### Instructions for the task
Pick up the Beaver Island history passage below from its last sentence and continue it in the same style.

A U.S. Coast Guard cutter unloading supplies at St. James, Beaver Island, circa 1940s. In these lean years, Beaver Island’s isolation was most keenly felt in winter. When thick ice closed the sea lanes, the island could go weeks or even months without a visit from the mainland. The photo above captures a dramatic moment: a Coast Guard cutter has cut through the ice to deliver vital supplies. On the snow-covered dock, islanders await crates of food, fuel barrels, and mail bags being hoisted ashore. Such relief trips were literal lifelines. They illustrate how dependent the island community was on outside support by mid-century. Yet they also show the determination of the people and their Coast Guard allies to keep Beaver Island inhabited against the odds.
By 1950, Beaver Island was at a crossroads. The old industries – the fishing, the large-scale logging, even the days of being a strategic harbor – had all faded. What remained was a peaceful, if economically fragile, community with extraordinary history in its rear-view mirror. Little did those remaining families know that a rebirth was on the horizon. In the coming decades (starting in the 1960s and especially late 1970s), tourism and recreation would breathe new life into Beaver Island, capitalizing on the very history and natural beauty that had so long been seen as obstacles to progress.
Legacy of a Storied Island
The history of Beaver Island Michigan is a rich saga of adaptability and tenacity. This small island witnessed a unique social experiment with a Mormon monarch, became a powerhouse in Great Lakes fishing, and saw its forests fall to feed America’s growth. It hosted heroes like the surfmen of the Life-Saving Service and the humble Dr. Protar who tended the sick. The legacy of those years from 1840 to 1950 lives on in the island’s landscape and in the stories passed down by descendants. Visitors today can stroll the quiet streets of St. James and see echoes of the past: the King Strang Hotel, once the only hotel on the island, still stands on Main Street as a private lodge (a literal monument to the Strang era). The stone ruins of fish processing sheds and the frames for drying fishing nets can be found near old harbor docks. At Whiskey Point, the 1856 lighthouse still shines each night, maintained as a symbol of safety and heritage. Down a wooded path, the iron-fenced Protar’s Tomb stands silently among rustling trees, speaking to the gratitude of a bygone generation.

### Data supplied
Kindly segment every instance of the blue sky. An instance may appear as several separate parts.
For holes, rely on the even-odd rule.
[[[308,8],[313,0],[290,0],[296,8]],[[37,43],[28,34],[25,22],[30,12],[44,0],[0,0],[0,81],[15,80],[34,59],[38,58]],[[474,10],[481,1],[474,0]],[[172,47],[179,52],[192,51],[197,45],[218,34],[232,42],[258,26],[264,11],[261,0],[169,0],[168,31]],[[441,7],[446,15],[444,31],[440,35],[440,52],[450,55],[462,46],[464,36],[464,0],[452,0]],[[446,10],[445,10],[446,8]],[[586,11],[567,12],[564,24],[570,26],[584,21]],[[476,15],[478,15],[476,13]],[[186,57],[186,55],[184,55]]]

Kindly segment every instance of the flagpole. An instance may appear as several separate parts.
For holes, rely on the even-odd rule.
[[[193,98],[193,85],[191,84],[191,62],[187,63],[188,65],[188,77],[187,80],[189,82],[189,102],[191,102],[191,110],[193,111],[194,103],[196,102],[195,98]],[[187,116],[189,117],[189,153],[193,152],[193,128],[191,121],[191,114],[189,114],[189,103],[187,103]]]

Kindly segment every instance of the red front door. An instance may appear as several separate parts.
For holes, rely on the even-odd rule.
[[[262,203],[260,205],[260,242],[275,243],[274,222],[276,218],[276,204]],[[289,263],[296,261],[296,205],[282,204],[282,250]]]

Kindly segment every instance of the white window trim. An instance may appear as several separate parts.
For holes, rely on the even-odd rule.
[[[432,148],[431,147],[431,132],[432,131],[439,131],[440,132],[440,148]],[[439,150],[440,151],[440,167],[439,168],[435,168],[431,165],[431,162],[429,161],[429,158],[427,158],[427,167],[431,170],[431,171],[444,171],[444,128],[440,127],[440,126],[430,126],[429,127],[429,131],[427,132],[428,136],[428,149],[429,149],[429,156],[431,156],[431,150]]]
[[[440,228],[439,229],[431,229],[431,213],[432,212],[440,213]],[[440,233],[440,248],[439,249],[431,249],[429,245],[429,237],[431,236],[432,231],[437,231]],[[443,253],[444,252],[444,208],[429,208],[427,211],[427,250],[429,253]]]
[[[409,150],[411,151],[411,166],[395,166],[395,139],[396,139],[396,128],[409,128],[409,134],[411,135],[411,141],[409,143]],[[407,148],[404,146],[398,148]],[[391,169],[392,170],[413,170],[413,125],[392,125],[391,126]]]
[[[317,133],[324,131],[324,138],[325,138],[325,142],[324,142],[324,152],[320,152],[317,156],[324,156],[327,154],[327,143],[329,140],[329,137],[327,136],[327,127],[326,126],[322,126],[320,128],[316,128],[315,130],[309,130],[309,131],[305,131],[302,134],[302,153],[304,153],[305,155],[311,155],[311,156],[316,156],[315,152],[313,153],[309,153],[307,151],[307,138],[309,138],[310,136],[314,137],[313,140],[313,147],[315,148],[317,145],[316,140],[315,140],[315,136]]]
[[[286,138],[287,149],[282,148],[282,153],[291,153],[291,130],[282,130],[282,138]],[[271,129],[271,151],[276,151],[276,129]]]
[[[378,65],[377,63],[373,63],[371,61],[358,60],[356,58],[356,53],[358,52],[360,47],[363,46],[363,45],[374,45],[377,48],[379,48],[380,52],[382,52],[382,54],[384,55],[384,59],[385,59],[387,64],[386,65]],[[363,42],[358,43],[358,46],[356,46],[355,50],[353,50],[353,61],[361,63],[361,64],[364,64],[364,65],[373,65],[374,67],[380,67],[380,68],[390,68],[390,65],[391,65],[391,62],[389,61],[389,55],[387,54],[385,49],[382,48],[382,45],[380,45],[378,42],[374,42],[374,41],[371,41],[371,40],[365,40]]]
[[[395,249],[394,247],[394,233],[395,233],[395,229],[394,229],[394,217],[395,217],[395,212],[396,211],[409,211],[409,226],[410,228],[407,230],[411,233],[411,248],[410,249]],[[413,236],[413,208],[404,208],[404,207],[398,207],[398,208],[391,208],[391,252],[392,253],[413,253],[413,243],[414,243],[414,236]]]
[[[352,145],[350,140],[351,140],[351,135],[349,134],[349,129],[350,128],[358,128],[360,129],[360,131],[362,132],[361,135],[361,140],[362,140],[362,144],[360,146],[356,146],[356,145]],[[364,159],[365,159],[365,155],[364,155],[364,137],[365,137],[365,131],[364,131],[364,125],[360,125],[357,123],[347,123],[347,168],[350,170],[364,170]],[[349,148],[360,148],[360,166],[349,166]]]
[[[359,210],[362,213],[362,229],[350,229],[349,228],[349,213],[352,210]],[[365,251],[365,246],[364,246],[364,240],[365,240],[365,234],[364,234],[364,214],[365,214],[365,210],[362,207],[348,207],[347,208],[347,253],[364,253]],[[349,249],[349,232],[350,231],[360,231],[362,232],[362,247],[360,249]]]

### Exercise output
Beaver Island’s population did rebound later in the 20th century, thanks to tourism and improved transportation. But the period from 1840 to 1950 remains the heart of its identity – a time when the island was isolated yet bustling in its own way, forging a distinctive culture. Understanding this history adds depth to every experience on Beaver Island. Whether you’re a history buff intrigued by America’s only kingdom, or an adventurer drawn to the Great Lakes, Beaver Island offers a fascinating glimpse into a resilient island community. The History of Beaver Island Michigan is more than dates and events; it’s the story of people making a home against the odds, anchored by faith, fellowship, and the enduring promise of the Great Lakes.
Sources
Historical information in this post was drawn from the Beaver Island Historical Society archives, contemporary newspaper accounts, and scholarly works. Key references include Beaver Island’s “A Rich History”, Clark Norton’s travel history article, and records from the U.S. Coast Guard Historian’s Office. These sources document the unique events and people that shaped Beaver Island’s destiny.